Görevin Kapsamı —
- a) Neptün Öziş söyleşisine dayanarak aşağıdaki soruları yanıtlayınız:
(i) Neptün Öziş hangi alanda uzman sayılı isimlerden biri olarak tanıtılmaktadır?
(ii) Neptün Öziş'e göre ikon nasıl bir kişidir?
(iii) Sadi Öziş hangi üç unvanla anılmaktadır?
- b) Neptün Öziş söyleşisinde "Baban, ressam, heykeltıraş" sözleriyle başlayıp "ne anlama geliyor?" sözlerine kadar devam eden kısmı hiçbir değişiklik yapmadan yazınız.

== Seçilmiş Bölüm ==

DENİZİN TASARIMCISI
DENİZİN TASARIMCISI
DENİZİN TASARIMCISI
DENİZİN TASARIMCISI

DENİZİN TASARIMCISI

TASARIM   11.10.2020

IWC Icons'un bu ayki konuğu mimar ve tasarımcı Neptün Öziş, 1950’lerde yaptığı çalışmalarla Türkiye’nin yaratıcı üretim tarihinde bir kilometre taşı olan Sadi Öziş’in oğlu olmanın gururunu çantasında hep taşıyor. Diğer yandan, yat tasarımı alanında uzman sayılı isimden biri. Kendisiyle, geçmişten gelen referansları, yat dünyasının inceliklerini, zamanı ve zamansızlığı konuştuk. 

Neptün, ikon ne demek sence?

Profesyonel anlamda yaptığı özgün işlerle bir noktaya gelmiş ve yaşam stiliyle de örnek alınan kişi.

Baban, ressam, heykeltıraş ve tasarımcı Sadi Öziş de hem kişiliği hem de eserleriyle bir dönemin sayılı ikonları arasında yer alıyor. Bu, oğlu ve bir tasarımcı olarak senin için ne anlama geliyor?

===
== Sağlanan Satırlar ==

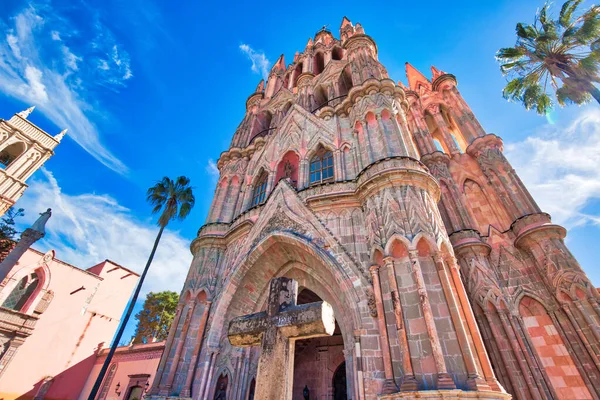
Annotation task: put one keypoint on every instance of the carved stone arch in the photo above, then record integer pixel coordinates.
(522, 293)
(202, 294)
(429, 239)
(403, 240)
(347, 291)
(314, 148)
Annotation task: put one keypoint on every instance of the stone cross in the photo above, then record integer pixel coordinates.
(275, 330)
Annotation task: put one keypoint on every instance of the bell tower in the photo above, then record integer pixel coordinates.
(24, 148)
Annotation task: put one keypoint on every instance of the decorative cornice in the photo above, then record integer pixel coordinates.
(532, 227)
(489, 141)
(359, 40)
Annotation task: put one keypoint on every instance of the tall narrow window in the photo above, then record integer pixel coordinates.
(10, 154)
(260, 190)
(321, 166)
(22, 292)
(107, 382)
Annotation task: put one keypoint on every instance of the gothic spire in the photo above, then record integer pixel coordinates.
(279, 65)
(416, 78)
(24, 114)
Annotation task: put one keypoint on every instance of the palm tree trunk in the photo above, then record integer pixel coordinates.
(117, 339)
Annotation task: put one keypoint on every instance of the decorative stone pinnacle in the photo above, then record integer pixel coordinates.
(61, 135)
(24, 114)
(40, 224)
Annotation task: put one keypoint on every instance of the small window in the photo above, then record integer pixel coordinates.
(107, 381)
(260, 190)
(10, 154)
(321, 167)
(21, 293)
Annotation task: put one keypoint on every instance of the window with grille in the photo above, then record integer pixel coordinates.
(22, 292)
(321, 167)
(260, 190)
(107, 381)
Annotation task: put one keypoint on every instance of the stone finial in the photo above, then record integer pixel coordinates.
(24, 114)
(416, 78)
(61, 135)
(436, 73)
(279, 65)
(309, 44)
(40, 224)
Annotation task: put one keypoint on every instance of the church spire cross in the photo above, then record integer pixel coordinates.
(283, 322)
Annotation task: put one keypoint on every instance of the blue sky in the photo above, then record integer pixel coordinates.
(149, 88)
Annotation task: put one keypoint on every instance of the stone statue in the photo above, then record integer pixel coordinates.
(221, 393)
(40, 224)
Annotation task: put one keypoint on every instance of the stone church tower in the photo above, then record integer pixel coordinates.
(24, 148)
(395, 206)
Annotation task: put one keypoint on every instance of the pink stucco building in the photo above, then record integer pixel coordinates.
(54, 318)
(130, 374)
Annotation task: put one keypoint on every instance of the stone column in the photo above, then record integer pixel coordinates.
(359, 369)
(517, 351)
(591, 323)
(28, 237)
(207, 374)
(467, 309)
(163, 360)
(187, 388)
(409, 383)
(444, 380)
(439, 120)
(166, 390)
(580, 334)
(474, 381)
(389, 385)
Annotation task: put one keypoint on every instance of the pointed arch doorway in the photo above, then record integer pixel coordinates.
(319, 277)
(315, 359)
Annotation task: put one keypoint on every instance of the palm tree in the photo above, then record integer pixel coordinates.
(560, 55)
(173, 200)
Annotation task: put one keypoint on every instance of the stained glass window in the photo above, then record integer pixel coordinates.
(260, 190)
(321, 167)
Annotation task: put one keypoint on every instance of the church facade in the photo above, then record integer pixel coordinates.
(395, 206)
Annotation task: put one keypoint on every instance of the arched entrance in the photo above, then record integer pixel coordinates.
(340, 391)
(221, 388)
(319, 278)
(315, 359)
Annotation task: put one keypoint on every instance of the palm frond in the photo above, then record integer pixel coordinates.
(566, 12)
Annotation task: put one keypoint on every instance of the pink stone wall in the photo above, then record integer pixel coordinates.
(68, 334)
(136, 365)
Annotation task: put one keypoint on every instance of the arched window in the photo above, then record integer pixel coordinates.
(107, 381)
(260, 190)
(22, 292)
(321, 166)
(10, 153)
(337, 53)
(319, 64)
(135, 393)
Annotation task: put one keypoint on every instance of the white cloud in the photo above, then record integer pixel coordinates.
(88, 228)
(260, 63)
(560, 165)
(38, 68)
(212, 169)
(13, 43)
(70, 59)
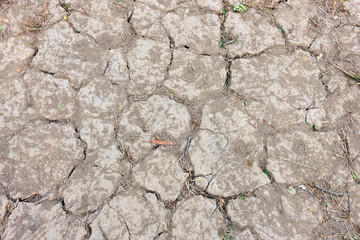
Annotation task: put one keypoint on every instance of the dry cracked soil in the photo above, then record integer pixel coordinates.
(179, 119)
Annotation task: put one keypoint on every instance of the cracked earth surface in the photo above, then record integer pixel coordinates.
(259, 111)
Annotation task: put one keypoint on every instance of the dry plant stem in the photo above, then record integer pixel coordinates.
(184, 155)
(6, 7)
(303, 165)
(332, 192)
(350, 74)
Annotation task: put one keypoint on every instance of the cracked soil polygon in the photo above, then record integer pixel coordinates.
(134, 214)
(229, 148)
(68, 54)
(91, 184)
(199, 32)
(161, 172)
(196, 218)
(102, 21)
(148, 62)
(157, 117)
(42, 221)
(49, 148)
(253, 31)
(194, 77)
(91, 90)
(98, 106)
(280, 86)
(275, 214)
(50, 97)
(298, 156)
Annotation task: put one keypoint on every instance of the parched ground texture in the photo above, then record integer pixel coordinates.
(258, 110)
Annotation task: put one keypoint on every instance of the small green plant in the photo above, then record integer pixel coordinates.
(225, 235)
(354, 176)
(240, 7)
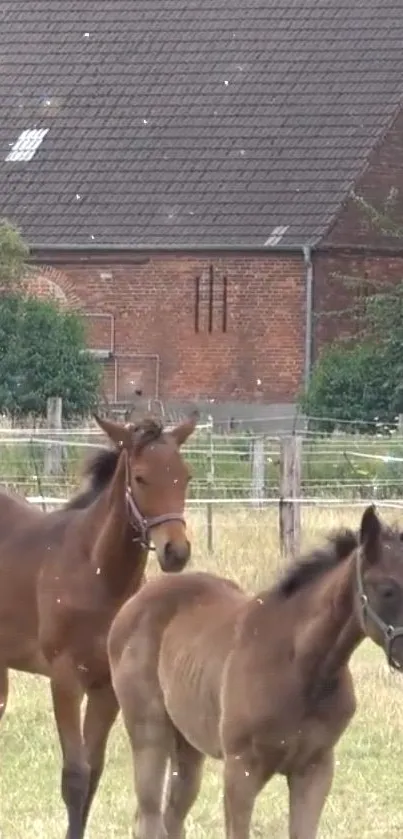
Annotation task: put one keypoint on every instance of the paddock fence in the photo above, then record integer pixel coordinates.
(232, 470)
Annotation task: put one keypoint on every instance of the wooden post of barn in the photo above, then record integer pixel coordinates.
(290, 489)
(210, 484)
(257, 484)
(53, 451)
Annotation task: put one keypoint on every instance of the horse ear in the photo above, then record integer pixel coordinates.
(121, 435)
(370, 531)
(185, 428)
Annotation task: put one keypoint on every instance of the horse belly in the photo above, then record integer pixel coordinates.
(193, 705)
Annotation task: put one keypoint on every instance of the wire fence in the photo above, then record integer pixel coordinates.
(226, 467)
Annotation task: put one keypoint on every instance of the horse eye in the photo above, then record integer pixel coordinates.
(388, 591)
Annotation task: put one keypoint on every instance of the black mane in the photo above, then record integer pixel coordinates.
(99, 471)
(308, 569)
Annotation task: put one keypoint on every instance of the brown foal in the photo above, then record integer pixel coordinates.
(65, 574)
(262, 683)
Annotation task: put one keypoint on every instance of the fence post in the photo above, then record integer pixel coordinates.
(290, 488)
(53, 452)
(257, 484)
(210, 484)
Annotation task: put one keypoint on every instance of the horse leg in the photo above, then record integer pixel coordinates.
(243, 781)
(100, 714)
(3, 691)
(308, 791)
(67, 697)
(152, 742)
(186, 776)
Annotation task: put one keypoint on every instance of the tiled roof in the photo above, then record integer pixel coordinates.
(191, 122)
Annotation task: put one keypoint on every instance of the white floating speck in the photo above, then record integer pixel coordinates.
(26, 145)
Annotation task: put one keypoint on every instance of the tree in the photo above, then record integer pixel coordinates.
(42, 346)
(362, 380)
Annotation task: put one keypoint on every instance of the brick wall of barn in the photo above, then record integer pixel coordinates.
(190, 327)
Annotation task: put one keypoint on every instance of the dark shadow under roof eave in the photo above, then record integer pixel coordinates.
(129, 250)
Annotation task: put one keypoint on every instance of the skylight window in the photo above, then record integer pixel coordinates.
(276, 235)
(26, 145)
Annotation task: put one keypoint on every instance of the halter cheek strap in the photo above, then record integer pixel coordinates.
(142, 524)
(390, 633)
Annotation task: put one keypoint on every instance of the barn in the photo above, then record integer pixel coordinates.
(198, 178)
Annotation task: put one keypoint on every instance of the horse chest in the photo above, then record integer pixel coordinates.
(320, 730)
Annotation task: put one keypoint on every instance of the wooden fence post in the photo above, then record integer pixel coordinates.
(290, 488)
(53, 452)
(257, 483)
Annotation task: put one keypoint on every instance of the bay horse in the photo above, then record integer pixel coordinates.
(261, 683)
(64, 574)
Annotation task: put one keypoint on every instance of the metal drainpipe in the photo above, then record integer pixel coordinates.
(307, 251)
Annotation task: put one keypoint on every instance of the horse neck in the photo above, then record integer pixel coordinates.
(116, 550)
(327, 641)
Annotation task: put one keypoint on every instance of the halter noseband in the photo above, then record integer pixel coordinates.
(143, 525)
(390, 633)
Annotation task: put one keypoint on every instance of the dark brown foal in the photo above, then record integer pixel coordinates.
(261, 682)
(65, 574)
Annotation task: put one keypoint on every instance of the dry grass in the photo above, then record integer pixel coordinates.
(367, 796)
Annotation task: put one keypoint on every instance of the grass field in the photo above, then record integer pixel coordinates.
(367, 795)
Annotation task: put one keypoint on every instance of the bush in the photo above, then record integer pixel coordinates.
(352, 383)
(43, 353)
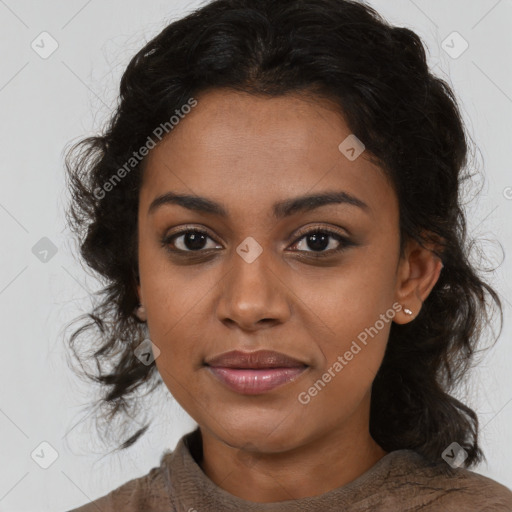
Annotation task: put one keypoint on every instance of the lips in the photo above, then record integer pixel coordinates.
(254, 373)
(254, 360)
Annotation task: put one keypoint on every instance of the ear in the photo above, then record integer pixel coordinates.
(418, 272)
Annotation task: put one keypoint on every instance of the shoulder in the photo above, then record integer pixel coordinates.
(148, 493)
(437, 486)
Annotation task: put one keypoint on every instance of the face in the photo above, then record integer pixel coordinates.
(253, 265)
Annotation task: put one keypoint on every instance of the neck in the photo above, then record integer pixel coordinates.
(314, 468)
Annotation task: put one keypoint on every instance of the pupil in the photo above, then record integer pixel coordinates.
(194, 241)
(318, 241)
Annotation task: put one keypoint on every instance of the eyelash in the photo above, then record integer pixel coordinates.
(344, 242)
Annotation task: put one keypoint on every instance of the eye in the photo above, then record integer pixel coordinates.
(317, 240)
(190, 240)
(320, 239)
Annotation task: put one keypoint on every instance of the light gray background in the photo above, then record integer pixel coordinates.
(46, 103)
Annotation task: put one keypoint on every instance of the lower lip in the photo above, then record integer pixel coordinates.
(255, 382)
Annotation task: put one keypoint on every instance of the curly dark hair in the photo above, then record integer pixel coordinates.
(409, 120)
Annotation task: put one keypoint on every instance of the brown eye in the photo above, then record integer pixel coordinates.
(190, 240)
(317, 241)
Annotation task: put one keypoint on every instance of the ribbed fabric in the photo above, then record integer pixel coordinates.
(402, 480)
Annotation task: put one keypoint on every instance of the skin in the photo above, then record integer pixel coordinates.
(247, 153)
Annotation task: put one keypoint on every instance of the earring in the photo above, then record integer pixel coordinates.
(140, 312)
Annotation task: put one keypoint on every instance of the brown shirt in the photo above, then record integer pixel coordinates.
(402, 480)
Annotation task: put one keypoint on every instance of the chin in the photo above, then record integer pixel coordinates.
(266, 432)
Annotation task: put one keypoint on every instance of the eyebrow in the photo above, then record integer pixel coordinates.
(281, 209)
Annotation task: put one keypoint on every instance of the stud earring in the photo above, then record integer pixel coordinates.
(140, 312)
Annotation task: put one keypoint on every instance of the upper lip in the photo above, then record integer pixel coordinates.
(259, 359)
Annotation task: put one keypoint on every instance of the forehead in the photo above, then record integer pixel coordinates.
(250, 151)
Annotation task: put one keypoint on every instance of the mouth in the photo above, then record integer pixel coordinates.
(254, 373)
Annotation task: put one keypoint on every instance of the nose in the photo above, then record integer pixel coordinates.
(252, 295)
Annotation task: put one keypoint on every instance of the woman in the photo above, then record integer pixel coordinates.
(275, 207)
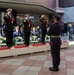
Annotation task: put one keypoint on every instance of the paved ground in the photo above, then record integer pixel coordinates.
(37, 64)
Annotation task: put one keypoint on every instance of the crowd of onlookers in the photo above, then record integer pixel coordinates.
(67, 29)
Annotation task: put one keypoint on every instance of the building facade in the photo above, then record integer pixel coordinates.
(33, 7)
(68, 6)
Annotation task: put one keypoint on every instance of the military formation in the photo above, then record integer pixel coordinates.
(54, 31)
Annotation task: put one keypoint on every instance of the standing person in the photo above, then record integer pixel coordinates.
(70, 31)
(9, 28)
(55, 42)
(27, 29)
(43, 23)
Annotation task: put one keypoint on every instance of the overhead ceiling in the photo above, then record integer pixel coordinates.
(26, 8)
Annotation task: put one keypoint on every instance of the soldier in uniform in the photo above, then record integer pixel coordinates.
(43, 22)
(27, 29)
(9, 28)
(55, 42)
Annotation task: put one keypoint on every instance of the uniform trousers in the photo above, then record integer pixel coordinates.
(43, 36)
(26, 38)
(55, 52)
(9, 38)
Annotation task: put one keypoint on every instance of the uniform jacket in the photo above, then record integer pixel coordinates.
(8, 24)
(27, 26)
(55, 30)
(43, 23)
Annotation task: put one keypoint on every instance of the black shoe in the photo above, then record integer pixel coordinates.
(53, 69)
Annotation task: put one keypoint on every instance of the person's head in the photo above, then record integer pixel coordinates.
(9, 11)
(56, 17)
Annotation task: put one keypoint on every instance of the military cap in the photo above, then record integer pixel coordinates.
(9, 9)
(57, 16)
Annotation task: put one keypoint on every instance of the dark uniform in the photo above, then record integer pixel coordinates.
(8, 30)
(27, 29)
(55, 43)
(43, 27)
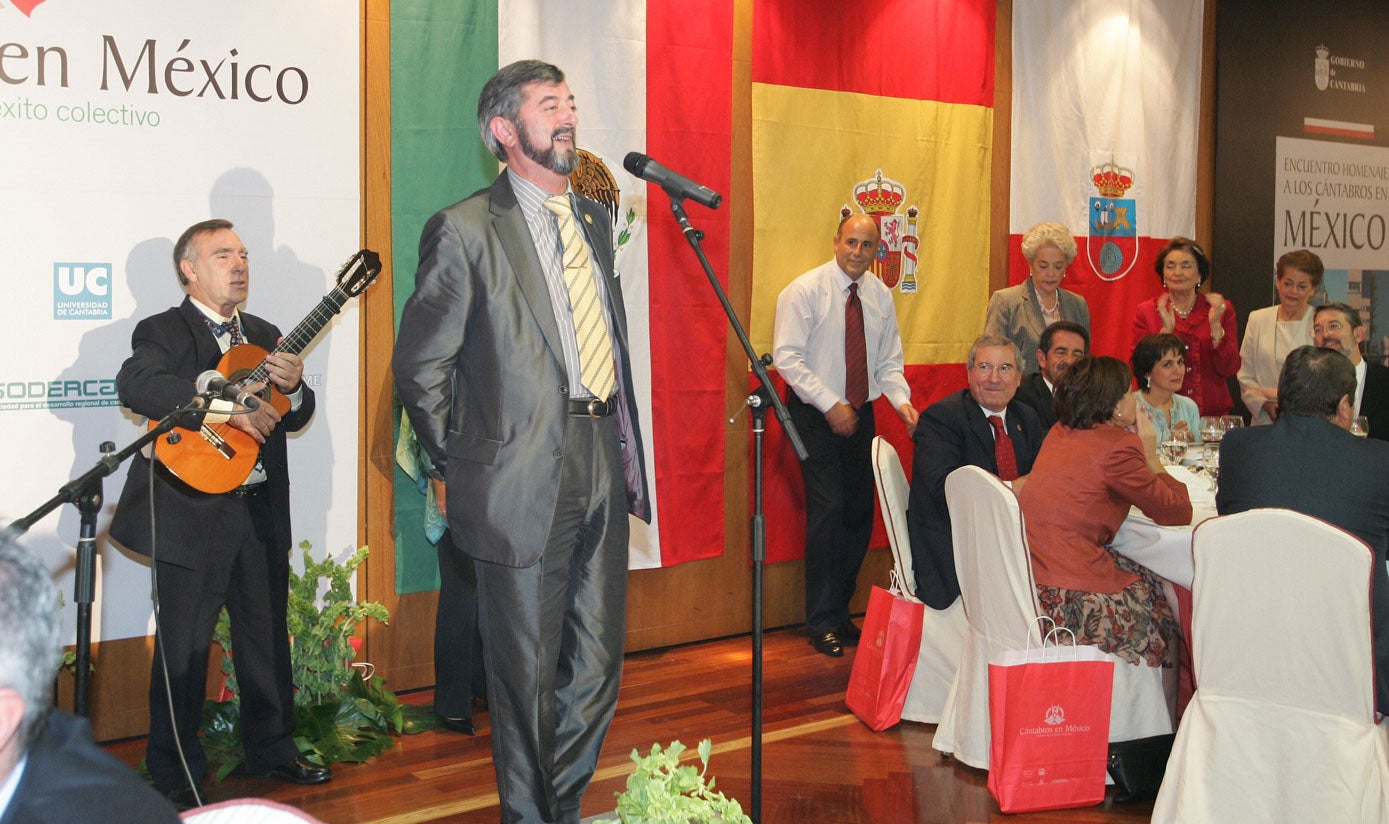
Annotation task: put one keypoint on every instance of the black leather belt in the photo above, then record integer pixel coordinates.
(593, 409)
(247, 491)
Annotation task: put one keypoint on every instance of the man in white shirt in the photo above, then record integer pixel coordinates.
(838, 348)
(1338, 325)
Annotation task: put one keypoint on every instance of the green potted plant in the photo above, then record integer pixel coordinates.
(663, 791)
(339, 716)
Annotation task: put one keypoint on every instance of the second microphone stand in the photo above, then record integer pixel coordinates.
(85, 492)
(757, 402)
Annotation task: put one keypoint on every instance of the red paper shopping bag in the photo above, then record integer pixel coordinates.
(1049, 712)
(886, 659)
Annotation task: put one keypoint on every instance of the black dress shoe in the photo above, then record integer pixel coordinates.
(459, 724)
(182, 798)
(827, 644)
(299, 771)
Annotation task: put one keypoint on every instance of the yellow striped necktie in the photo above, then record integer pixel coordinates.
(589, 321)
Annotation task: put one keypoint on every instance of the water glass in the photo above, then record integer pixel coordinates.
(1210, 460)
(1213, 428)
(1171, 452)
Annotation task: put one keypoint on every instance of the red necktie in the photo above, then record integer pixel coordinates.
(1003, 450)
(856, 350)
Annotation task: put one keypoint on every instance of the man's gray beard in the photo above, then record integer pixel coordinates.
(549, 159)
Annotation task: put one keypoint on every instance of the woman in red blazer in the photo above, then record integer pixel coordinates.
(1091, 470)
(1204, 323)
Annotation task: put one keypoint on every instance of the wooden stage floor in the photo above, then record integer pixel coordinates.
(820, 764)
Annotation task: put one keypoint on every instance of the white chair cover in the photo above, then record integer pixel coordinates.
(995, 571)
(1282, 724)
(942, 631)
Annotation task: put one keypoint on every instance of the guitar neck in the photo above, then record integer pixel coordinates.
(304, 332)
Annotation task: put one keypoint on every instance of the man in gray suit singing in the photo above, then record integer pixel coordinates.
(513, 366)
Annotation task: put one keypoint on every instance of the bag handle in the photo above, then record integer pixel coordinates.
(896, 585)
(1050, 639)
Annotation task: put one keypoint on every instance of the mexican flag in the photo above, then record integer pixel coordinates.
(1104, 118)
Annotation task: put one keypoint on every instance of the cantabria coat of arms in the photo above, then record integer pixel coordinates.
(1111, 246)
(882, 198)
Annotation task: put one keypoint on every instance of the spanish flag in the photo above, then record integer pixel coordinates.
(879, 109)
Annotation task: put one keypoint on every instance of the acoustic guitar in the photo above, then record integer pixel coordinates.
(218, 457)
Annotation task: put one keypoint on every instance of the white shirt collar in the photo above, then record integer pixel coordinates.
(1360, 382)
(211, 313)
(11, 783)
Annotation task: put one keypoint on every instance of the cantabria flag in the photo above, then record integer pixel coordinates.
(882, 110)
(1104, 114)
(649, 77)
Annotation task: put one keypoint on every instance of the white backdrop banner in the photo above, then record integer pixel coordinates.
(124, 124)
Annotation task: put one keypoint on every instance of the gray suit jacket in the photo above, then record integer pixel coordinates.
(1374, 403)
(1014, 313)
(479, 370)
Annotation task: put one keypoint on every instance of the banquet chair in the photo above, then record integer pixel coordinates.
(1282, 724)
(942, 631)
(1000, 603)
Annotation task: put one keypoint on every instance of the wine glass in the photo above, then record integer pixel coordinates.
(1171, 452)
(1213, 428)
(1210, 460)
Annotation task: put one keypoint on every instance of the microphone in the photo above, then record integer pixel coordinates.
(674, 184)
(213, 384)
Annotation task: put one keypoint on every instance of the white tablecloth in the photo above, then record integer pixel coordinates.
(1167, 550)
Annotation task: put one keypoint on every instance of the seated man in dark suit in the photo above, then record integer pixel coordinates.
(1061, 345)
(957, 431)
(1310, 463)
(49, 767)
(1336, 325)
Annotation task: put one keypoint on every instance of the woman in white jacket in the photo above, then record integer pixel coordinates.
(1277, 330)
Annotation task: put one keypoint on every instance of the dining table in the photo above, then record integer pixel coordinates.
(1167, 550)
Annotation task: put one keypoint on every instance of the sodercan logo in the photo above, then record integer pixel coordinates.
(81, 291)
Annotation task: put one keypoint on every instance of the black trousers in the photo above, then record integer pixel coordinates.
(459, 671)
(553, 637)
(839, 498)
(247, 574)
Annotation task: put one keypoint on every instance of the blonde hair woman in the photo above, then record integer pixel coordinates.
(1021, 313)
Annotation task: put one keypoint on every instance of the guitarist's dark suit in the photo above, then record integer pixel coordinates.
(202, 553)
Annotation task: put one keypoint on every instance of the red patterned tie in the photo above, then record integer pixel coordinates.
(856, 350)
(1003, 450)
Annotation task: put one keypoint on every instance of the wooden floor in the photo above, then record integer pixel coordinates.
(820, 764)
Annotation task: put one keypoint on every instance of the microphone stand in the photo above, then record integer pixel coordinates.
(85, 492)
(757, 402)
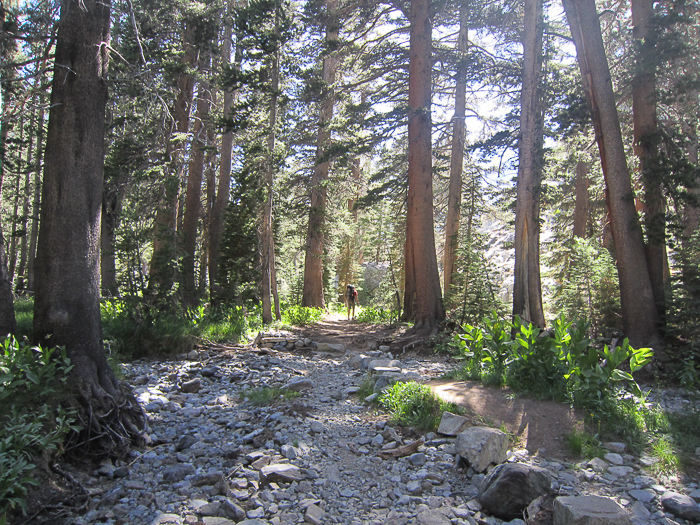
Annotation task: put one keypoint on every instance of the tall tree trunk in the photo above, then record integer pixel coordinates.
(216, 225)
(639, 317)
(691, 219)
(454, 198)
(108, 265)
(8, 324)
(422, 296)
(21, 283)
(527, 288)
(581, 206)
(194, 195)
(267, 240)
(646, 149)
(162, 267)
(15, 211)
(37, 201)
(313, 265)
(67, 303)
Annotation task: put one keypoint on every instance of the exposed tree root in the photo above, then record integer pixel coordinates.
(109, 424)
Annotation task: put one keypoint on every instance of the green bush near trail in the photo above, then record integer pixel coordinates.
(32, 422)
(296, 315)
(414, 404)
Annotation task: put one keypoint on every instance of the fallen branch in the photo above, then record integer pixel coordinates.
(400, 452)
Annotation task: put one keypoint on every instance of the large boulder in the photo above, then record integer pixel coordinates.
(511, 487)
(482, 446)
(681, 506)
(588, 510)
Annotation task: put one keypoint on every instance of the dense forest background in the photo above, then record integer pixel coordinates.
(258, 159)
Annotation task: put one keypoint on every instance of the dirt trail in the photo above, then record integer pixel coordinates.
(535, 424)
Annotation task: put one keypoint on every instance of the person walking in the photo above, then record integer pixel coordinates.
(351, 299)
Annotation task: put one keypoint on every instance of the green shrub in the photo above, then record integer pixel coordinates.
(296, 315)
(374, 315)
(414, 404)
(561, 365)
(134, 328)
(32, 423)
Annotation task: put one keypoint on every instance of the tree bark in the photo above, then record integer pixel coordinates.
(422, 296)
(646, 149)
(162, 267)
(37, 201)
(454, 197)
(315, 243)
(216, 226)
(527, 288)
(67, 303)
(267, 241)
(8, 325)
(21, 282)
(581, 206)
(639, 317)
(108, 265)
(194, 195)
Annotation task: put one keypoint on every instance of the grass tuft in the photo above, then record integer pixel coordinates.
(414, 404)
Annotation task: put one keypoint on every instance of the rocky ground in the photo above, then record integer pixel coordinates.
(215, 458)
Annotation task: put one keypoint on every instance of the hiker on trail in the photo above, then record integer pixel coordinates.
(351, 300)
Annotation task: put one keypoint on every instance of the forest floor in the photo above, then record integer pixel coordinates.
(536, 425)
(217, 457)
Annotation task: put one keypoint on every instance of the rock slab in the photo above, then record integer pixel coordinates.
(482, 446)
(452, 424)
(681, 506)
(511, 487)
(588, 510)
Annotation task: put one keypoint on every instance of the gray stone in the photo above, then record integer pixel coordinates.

===

Elde Edilenler —
- a)
(i) Yat tasarımı.
(ii) Profesyonel anlamda yaptığı özgün işlerle bir noktaya gelmiş ve yaşam stiliyle de örnek alınan kişidir.
(iii) Ressam, heykeltıraş ve tasarımcı.

- b)
Baban, ressam, heykeltıraş ve tasarımcı Sadi Öziş de hem kişiliği hem de eserleriyle bir dönemin sayılı ikonları arasında yer alıyor. Bu, oğlu ve bir tasarımcı olarak senin için ne anlama geliyor?